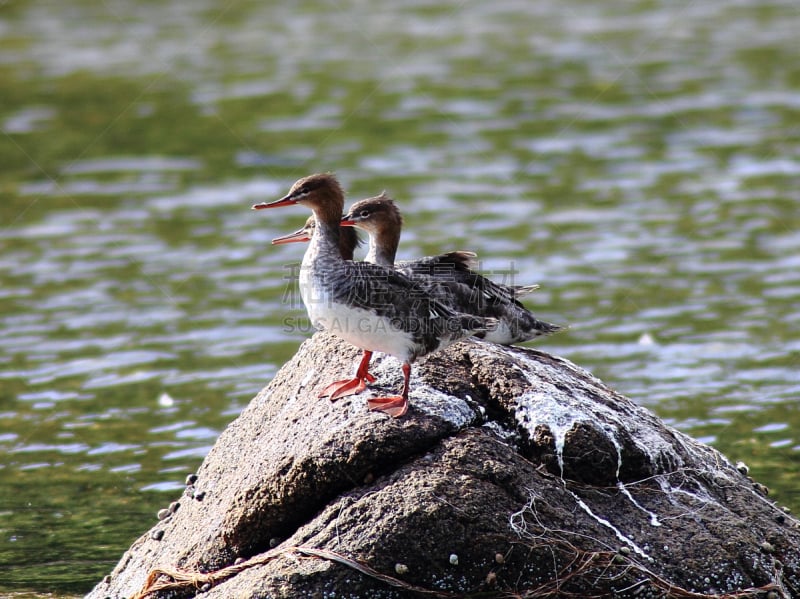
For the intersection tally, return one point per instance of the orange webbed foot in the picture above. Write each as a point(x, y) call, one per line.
point(343, 388)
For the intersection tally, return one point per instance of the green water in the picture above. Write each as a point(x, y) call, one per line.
point(638, 160)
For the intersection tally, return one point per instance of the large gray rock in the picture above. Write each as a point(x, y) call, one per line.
point(515, 473)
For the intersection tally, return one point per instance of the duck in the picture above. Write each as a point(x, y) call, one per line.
point(449, 277)
point(370, 306)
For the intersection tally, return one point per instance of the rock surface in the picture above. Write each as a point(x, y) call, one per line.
point(515, 473)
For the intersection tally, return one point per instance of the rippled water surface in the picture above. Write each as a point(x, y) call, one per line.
point(639, 160)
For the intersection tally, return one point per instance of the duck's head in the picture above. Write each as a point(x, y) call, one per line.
point(320, 192)
point(379, 216)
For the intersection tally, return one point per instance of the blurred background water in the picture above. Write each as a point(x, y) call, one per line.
point(640, 160)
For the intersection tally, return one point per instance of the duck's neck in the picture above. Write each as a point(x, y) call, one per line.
point(383, 247)
point(324, 246)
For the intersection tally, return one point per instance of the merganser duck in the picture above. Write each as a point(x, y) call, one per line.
point(348, 242)
point(368, 305)
point(449, 277)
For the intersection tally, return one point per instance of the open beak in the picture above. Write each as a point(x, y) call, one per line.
point(295, 237)
point(287, 201)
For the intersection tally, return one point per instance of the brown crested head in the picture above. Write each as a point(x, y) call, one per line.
point(378, 215)
point(320, 192)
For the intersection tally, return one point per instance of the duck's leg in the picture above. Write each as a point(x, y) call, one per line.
point(357, 384)
point(396, 405)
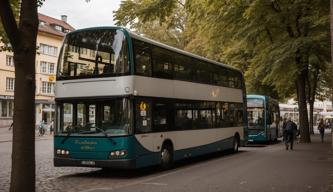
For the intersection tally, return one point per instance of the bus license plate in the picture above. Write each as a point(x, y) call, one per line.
point(88, 162)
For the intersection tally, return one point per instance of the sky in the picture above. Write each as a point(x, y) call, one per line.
point(81, 14)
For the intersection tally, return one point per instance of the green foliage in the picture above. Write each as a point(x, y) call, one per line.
point(3, 37)
point(270, 41)
point(159, 20)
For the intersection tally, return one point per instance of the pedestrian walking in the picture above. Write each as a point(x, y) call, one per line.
point(41, 128)
point(51, 126)
point(11, 126)
point(289, 132)
point(321, 128)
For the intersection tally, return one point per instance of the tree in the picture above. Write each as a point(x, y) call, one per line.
point(153, 19)
point(22, 38)
point(271, 41)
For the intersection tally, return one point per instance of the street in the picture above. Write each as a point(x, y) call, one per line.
point(255, 168)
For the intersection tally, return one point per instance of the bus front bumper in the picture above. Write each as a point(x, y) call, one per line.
point(116, 163)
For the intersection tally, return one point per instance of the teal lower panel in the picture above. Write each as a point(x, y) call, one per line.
point(147, 160)
point(150, 159)
point(256, 138)
point(204, 149)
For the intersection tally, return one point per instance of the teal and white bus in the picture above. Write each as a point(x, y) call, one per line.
point(125, 101)
point(263, 118)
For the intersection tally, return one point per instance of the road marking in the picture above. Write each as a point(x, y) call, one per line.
point(99, 189)
point(157, 184)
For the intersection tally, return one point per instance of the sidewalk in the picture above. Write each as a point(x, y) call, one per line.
point(7, 135)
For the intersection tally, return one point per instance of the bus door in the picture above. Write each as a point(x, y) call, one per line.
point(143, 131)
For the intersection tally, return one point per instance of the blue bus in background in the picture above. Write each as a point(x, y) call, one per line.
point(263, 118)
point(125, 101)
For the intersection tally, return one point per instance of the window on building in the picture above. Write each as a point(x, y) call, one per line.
point(10, 84)
point(3, 108)
point(43, 66)
point(47, 87)
point(46, 67)
point(10, 60)
point(6, 108)
point(57, 27)
point(48, 50)
point(51, 68)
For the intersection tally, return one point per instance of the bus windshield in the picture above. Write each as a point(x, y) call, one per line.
point(110, 117)
point(93, 53)
point(255, 109)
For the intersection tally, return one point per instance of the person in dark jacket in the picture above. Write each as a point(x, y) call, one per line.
point(289, 132)
point(321, 128)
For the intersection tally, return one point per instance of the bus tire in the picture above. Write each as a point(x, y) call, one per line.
point(166, 156)
point(235, 145)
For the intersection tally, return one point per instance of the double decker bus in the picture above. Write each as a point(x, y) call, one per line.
point(125, 101)
point(263, 119)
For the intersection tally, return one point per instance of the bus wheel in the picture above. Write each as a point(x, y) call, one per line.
point(235, 144)
point(166, 157)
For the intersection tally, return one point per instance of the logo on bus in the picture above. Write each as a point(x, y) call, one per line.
point(143, 106)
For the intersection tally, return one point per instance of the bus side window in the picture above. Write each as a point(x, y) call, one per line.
point(162, 116)
point(162, 63)
point(142, 58)
point(143, 116)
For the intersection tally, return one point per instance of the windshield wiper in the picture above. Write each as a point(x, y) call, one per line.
point(69, 132)
point(106, 135)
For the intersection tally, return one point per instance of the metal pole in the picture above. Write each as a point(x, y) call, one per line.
point(331, 16)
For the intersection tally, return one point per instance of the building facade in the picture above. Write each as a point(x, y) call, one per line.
point(49, 40)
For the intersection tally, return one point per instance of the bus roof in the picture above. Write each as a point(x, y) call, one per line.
point(145, 39)
point(264, 97)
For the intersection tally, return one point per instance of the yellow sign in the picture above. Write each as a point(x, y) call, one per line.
point(143, 106)
point(51, 78)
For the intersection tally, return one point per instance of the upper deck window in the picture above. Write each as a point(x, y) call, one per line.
point(94, 53)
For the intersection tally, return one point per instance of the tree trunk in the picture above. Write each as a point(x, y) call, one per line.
point(23, 41)
point(311, 104)
point(303, 112)
point(23, 152)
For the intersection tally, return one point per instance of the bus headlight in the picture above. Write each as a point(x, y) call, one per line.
point(118, 153)
point(62, 152)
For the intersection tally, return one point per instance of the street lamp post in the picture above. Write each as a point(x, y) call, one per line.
point(331, 16)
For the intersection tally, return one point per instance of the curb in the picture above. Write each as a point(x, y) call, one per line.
point(5, 141)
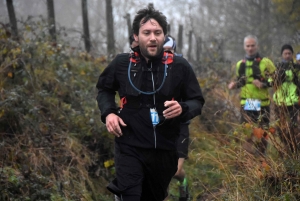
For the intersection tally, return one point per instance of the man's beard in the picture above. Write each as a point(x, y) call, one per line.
point(149, 56)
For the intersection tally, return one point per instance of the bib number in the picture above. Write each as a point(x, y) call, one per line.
point(154, 116)
point(252, 105)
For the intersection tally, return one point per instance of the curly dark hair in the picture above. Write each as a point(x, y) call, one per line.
point(146, 14)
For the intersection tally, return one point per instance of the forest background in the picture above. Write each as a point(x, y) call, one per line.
point(53, 145)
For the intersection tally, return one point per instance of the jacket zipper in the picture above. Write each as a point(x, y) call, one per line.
point(153, 85)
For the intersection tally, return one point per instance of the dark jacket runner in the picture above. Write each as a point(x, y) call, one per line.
point(180, 84)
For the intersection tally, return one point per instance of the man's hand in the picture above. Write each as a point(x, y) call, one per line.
point(174, 109)
point(258, 83)
point(113, 123)
point(231, 85)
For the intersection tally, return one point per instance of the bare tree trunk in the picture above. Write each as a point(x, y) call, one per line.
point(110, 29)
point(127, 17)
point(199, 48)
point(51, 19)
point(12, 18)
point(190, 46)
point(86, 31)
point(179, 39)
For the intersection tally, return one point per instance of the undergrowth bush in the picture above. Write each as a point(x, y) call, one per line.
point(52, 144)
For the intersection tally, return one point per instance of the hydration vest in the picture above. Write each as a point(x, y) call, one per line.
point(256, 73)
point(163, 76)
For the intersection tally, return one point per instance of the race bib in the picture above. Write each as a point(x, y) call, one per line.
point(154, 116)
point(252, 104)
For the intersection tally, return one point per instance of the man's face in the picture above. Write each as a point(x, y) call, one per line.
point(150, 38)
point(250, 47)
point(287, 55)
point(170, 49)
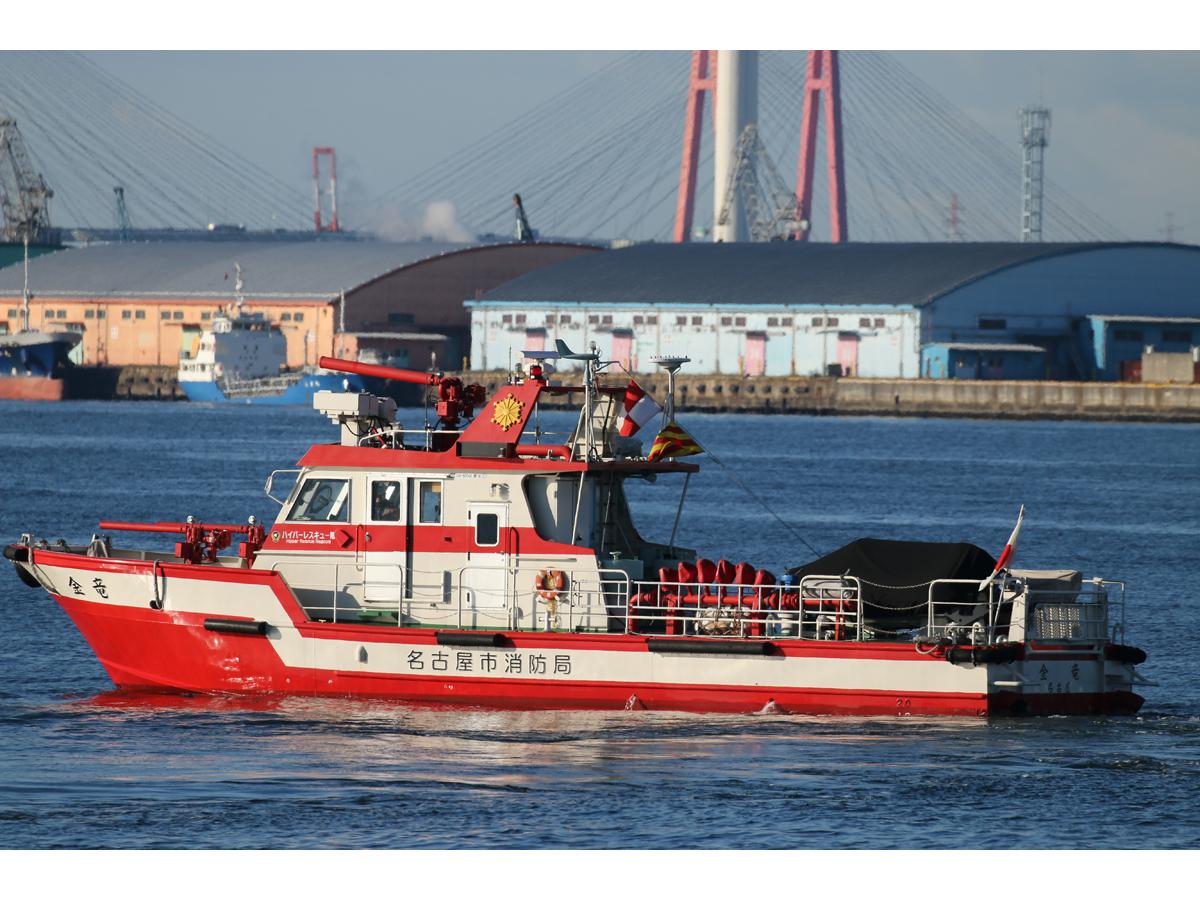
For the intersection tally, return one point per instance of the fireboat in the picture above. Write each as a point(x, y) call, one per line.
point(484, 562)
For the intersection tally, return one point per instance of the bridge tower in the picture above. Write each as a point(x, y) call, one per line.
point(822, 79)
point(317, 153)
point(1035, 138)
point(702, 81)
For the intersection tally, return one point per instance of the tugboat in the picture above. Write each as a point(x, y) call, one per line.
point(481, 563)
point(243, 359)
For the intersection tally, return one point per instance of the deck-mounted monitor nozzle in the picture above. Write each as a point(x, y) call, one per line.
point(672, 365)
point(456, 401)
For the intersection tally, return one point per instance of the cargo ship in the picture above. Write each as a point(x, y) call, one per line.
point(489, 563)
point(33, 364)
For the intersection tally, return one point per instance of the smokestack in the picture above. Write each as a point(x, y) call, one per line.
point(737, 106)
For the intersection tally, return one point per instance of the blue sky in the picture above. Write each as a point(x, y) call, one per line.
point(1126, 137)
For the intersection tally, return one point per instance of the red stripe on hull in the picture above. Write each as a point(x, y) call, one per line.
point(161, 651)
point(30, 388)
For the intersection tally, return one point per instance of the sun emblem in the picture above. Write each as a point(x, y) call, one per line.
point(507, 412)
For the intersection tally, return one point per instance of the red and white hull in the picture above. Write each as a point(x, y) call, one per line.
point(173, 648)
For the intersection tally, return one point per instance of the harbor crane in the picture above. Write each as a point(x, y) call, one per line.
point(24, 197)
point(525, 233)
point(767, 203)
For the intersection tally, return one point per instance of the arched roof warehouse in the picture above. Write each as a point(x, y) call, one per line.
point(823, 274)
point(407, 288)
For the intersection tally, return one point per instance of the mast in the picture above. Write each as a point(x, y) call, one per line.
point(24, 294)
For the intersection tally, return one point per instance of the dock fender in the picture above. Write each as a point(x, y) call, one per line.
point(981, 655)
point(19, 556)
point(1125, 653)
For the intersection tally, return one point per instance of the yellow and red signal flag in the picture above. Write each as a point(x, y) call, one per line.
point(673, 441)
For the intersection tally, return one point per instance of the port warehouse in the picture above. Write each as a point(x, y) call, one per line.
point(143, 304)
point(978, 311)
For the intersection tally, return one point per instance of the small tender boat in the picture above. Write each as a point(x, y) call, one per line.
point(479, 564)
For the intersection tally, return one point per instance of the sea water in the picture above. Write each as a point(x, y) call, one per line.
point(82, 766)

□ □ □ □ □

**Task description:** Reproduce the part of the rows that opens with the line containing "of the pedestrian" and closes with the line containing "point(51, 68)", both lines included, with the requests kept unchanged. In the answers, scale each x and y coordinate by 0.35 and round it to a whole number, rounding halves up.

**Reply:**
For the intersection tally, return one point per instance of the pedestrian walking in the picture above. Write each as a point(x, y) call, one per line.
point(14, 45)
point(18, 44)
point(4, 44)
point(101, 46)
point(112, 45)
For the intersection tally, return one point per instance of the tree in the picture above. Write each as a point(x, y) call, one per line.
point(54, 7)
point(8, 13)
point(95, 14)
For the intersection tally, return one point per instance of the street in the picture above. Write each as a point(x, y) call, one per line.
point(89, 59)
For the intersection tally, return one point per instance of the bus front bumper in the picture above. Write each as a point(x, y) call, one per line.
point(41, 57)
For the intersection tally, return one point per instance of the teal lower panel in the picture above. Write each as a point(x, y) call, one per line.
point(51, 56)
point(53, 56)
point(90, 48)
point(71, 52)
For the intersection tally, return one point per instance of the teal and white bus in the picture above. Write each as a point(x, y) call, one per line.
point(44, 35)
point(92, 41)
For the intersection tally, return one point per instance of the road marking in the picture above. Write each as a point(x, y) call, one per line.
point(35, 66)
point(55, 64)
For the intersection tally, return one point per instance of the sidewalk in the picture above. Write each as a point(x, y) call, one per line.
point(2, 47)
For the intersection tally, return one point per instance of the bus door in the picture above. Write each as a point(x, y) call, one per line.
point(50, 46)
For the intersection tally, return one point per instance of the blue bus in background in the picture above. Write each as a point(x, y) call, one per line.
point(92, 41)
point(44, 35)
For the intersection tally, return one point per instance of the window on building in the picture above. Write each as a point(x, y) call, one per line.
point(4, 29)
point(1, 38)
point(15, 23)
point(16, 30)
point(16, 23)
point(4, 21)
point(2, 38)
point(20, 9)
point(17, 18)
point(18, 24)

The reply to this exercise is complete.